Yapılacak iş.
Aşağıdaki öğelerde "the black tire" ifadesinin geçtiği satırdan "point(1178, 329)" ifadesinin geçtiği satıra kadar, iki uç satır da dahil, tüm satırları hiçbir değişiklik yapmadan yazın.

[Veri kümesinden alıntı]
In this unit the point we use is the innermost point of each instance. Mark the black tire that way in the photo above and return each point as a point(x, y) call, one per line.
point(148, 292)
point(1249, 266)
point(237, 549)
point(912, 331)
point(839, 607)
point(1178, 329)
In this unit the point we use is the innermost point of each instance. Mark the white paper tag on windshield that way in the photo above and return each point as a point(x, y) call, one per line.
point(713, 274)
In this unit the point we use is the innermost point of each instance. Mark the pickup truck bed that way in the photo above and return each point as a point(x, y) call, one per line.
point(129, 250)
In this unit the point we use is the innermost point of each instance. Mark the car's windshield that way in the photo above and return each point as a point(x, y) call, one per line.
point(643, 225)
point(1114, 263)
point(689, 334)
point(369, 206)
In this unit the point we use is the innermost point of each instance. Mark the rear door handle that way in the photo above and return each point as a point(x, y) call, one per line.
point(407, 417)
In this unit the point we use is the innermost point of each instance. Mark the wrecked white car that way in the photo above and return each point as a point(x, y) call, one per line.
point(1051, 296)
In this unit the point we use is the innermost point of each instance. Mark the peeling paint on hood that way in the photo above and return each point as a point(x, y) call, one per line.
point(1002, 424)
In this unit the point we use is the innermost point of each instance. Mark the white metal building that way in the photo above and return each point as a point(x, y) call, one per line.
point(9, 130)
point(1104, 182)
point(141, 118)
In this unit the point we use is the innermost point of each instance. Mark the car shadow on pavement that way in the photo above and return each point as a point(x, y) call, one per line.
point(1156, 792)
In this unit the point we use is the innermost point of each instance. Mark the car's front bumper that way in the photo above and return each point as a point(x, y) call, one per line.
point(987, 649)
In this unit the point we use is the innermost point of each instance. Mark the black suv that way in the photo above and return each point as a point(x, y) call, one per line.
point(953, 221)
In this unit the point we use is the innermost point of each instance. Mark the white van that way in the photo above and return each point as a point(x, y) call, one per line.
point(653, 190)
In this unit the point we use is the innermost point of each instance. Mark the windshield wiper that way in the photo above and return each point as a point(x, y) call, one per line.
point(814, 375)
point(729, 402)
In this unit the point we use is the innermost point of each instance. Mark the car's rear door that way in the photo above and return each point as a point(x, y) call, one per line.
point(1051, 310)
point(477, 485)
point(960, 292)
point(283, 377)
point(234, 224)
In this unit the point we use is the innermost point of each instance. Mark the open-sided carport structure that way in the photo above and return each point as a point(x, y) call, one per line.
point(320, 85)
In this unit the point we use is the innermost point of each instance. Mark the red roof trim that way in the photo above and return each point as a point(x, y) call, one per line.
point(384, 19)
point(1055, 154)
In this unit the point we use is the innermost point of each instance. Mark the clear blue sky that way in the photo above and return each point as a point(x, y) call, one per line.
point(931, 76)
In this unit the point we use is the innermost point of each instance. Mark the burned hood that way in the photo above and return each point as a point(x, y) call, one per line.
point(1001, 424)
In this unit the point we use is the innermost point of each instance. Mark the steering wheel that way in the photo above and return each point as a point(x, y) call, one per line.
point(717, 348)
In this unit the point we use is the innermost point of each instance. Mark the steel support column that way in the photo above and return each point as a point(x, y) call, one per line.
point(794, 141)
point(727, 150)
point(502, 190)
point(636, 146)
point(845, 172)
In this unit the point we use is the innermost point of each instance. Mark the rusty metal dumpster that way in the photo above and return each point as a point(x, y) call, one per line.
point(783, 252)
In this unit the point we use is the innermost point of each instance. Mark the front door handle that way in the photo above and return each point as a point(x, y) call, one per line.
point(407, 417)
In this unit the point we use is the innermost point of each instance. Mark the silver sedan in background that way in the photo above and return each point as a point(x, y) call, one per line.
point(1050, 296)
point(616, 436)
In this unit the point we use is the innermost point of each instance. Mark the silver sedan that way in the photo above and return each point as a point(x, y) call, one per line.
---
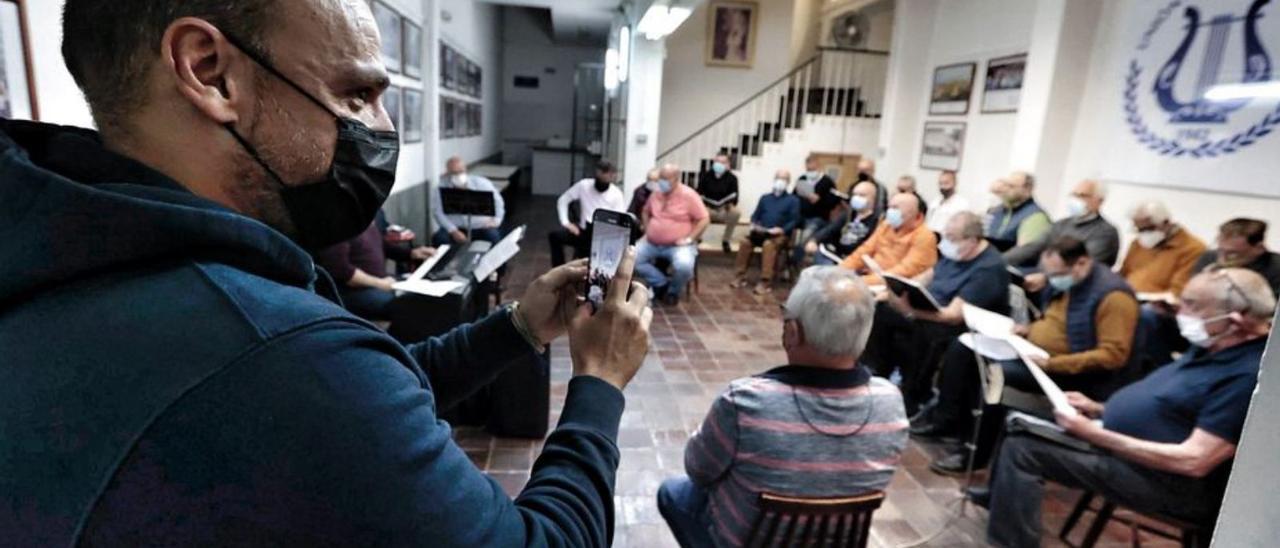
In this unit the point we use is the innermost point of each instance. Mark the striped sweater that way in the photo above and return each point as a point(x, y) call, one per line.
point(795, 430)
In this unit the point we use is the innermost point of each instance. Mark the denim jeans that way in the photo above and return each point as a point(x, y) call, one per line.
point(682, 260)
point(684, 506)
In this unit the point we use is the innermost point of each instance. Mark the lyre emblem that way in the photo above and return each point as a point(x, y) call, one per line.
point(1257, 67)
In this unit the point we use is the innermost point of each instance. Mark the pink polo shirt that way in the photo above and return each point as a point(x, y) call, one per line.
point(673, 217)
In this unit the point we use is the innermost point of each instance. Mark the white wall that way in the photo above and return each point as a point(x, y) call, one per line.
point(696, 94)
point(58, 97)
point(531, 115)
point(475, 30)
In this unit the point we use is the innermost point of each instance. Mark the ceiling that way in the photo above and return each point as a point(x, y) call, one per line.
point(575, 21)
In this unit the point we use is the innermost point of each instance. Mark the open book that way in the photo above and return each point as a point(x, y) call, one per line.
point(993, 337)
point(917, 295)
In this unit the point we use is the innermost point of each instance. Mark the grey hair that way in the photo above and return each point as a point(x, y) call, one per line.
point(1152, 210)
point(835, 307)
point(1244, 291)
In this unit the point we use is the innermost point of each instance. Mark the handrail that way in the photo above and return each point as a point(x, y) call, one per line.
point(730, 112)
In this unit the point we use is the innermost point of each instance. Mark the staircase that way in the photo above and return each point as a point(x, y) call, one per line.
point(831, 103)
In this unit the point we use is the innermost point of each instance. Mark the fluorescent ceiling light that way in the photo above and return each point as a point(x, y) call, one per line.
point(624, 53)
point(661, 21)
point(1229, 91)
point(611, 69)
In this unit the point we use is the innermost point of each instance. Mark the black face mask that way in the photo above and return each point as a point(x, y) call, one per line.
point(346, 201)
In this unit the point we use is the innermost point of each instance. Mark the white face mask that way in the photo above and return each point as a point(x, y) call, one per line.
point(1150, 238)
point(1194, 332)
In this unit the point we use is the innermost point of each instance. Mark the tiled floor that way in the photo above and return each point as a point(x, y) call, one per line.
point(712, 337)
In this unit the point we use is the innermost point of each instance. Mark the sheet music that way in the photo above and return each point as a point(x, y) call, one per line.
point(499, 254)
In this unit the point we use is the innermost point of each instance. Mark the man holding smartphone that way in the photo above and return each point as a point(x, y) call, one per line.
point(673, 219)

Alıştırma sonucu.
In this unit the point we use is the innermost point of each instance. Mark the black tire that way in the photo above and return each point as a point(x, y) call, one per line.
point(148, 292)
point(1249, 266)
point(237, 549)
point(912, 331)
point(839, 607)
point(1178, 329)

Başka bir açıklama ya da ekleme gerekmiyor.